++++ DATA IN THIS EXERCISE ++++

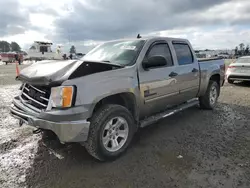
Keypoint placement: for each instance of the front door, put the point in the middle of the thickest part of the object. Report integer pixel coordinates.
(158, 89)
(188, 71)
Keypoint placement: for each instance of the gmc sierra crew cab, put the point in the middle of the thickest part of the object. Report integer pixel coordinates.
(101, 100)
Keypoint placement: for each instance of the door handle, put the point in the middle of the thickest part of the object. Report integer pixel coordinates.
(195, 70)
(173, 74)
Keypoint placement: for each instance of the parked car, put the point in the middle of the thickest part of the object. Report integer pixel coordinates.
(239, 70)
(101, 100)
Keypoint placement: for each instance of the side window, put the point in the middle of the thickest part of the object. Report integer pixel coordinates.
(183, 53)
(163, 50)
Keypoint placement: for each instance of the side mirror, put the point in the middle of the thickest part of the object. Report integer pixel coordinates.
(154, 61)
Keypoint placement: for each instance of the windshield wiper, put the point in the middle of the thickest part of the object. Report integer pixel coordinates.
(107, 61)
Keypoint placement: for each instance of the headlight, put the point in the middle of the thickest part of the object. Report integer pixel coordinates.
(62, 96)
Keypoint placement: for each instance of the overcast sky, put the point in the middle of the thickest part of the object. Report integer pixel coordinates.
(217, 24)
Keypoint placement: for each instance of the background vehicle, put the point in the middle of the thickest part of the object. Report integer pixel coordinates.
(239, 70)
(118, 87)
(9, 57)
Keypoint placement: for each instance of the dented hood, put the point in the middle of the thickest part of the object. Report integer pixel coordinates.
(54, 72)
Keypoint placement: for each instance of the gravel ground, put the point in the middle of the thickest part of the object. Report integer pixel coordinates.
(195, 148)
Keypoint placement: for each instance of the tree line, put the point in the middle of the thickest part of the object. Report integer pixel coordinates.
(242, 49)
(9, 47)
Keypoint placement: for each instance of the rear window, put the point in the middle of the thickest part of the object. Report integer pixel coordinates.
(183, 53)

++++

No pictures belong in the copy; output every record exactly.

● **RESULT OF THE TASK**
Keypoint placement: for each instance of the front door, put the point in the middle of the thickest part of the object. Report integer pixel coordinates.
(158, 89)
(188, 71)
Keypoint placement: for each instance of the gmc sierra crew cab, put the point in the middle of the thickest part of the object. Report integer pixel coordinates.
(101, 100)
Keypoint placement: for each instance of the door handle, put the point in the middle of the thickest part of the object. Report integer pixel coordinates.
(195, 70)
(173, 74)
Keypoint placement: for each instance of the parked car, put the point in the middle of the thickest part of the object. Report integer pixel coordinates.
(239, 70)
(101, 100)
Keypoint placement: for each instance of the side window, put the point in the middle of the thickest part of the object. Report integer pixel coordinates.
(183, 53)
(163, 50)
Keypoint placement: for each instance of the side mirror, put the point in the middle of the thickest part of the object. Report integer pixel coordinates.
(154, 61)
Keypoint placement: for each instance of the windshield wiper, put the point in the middle of the thickest part of the object. Report integer pixel coordinates.
(107, 61)
Keypoint placement: for each instance of the headlight, put the point in the middle of the thickest part of the object. Report integer pixel coordinates.
(62, 96)
Keypoint placement: for each instance of the overcast sky, put the point in the middle of the thickest part of the object. Report integer pixel coordinates.
(217, 24)
Keypoint placement: for each instance of the background vehicle, put the point in the middle of the thickest part of the object. Report integer pixel coordinates.
(239, 70)
(118, 87)
(9, 57)
Keypoint placement: for each instance of the dented hood, put the point in the middle of the thickest part of the object. Report integer pixel coordinates.
(54, 72)
Keypoint placement: for each instance of the gravel ground, put the point in the middle of the thickest part of the object. Report integer pixel coordinates.
(195, 148)
Keypoint placement: for each instance of the tree line, put the point in the middle of the thickest part of the object. Report integer pixel coordinates.
(242, 49)
(9, 47)
Keypoint placement: for each instance of the rear window, put the point in the middle of the thickest part of the object. Report integer pixel coordinates.
(183, 53)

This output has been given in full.